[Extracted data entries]
•••

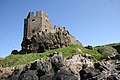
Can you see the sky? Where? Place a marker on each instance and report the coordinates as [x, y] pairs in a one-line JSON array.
[[92, 22]]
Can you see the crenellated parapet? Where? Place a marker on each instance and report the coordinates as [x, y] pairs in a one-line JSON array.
[[39, 36]]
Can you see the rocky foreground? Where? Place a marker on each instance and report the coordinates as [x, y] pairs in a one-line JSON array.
[[78, 67]]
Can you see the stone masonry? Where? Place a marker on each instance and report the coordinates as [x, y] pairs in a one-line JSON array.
[[39, 36]]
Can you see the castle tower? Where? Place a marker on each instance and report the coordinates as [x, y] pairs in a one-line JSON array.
[[34, 24]]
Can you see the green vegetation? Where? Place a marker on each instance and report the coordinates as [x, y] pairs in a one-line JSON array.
[[67, 52]]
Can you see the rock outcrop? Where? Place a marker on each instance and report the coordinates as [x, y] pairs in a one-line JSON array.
[[39, 36]]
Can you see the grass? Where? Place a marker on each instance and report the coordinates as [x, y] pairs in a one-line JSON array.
[[18, 59]]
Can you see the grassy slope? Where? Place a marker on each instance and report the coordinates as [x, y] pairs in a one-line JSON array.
[[18, 59]]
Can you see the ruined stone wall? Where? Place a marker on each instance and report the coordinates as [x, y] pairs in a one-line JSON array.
[[39, 36], [34, 24]]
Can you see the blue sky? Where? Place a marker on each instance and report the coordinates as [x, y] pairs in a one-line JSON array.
[[92, 22]]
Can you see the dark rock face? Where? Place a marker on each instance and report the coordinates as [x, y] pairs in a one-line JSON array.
[[39, 36]]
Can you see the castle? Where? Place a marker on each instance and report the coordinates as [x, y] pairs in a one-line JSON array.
[[39, 35]]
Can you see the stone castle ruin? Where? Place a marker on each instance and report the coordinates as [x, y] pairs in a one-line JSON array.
[[40, 36]]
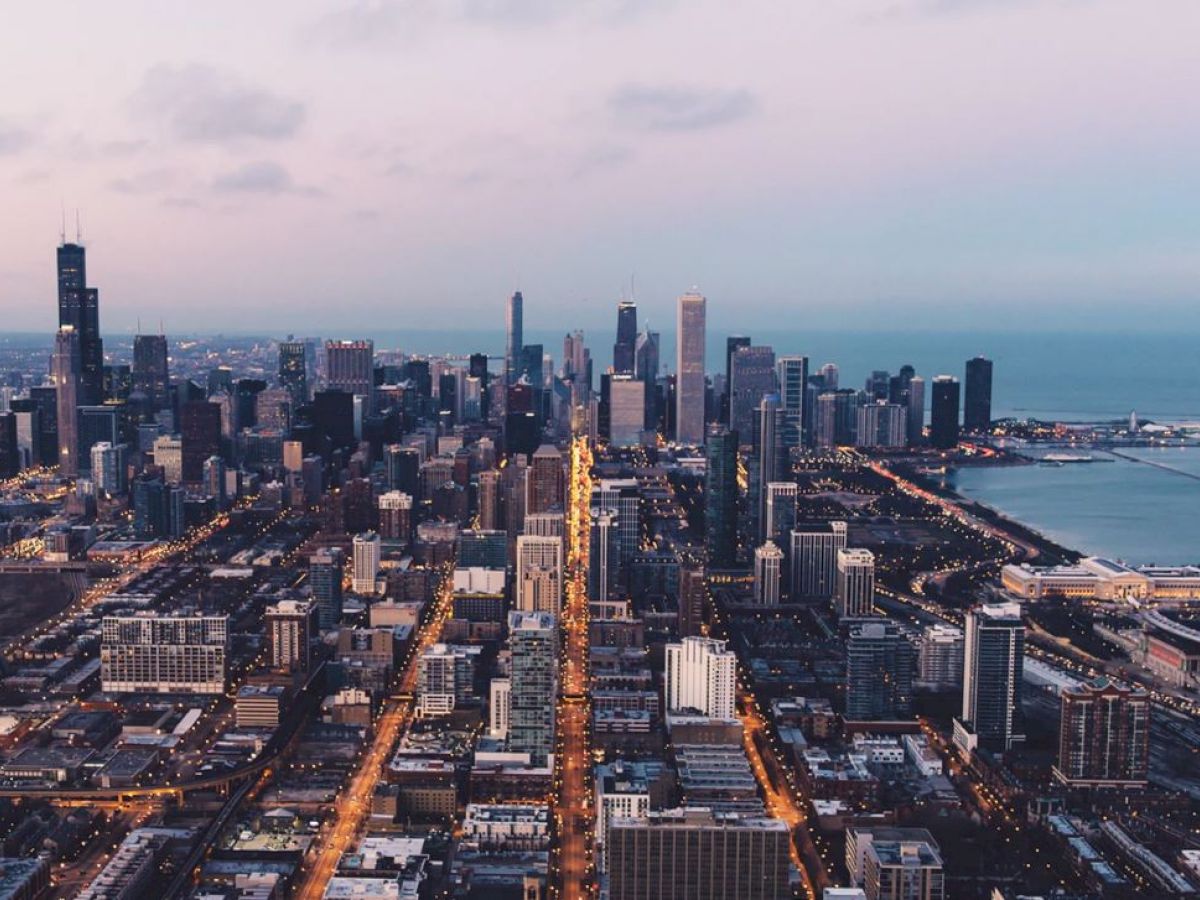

•••

Exercise requirements: A verbatim copy of every record is required, with all pictures excluded.

Reply:
Can you see the sky? Where? Place a marker on each instance and report the coordinates as [x, y] pairs in a one-line JSON array.
[[92, 22]]
Can you see the crenellated parapet? Where? Place a marker on each instance and report the coordinates as [x, y] pairs in a one-line JSON array.
[[39, 36]]
Can you see the rocky foreground? Where? Place a marker on each instance and report the coordinates as [x, y] pairs in a one-line JSON array.
[[78, 67]]
Can you see the stone masonry? Where? Place a marker on each instance and report the coordinates as [x, y] pairs in a one-line JSON array.
[[39, 36]]
Can you see the castle tower? Where? Place a marker on each instance and report the coordinates as [x, y] pairs in a one-line JSON array.
[[34, 24]]
Can you see the green vegetation? Where? Place a marker on each instance and report the coordinates as [x, y] pairs in a one-line JSON array.
[[67, 52]]
Can you see the rock outcrop? Where? Place a marker on each instance and report the coordinates as [x, y] pairs in a one-line JSON array.
[[39, 36]]
Can you see the grass? Where? Place a marker on each instance and report the coordinates as [x, y] pairs in a one-line JSON array.
[[18, 59]]
Can you see the grassy slope? Where? Place a marker on each instance and report the coordinates as [x, y] pairs in a one-line JSON array.
[[18, 59]]
Can you see the ruined stone wall? Where? Place a marker on each instance and report the coordinates as [x, y] pairs in a one-line JSON array.
[[39, 36], [34, 24]]
Can you see the blue sky? Where? Place a marker on each instance and report the coordinates as [x, y] pairs in a one-line JSON array.
[[92, 22]]
Can you see the dark rock face? Where? Place a marker on each instance and report the coordinates as [x, y] pairs in a one-line JSON array.
[[39, 36]]
Can you see the castle? Where? Place a marker on each instance and report the coordinates as [x, y] pairs in a one-line JSON array.
[[39, 35]]
Can you see the stone castle ruin? Where? Place a marker on each instance and report the coordinates as [x, y] pairs in a one-line JSON array.
[[40, 36]]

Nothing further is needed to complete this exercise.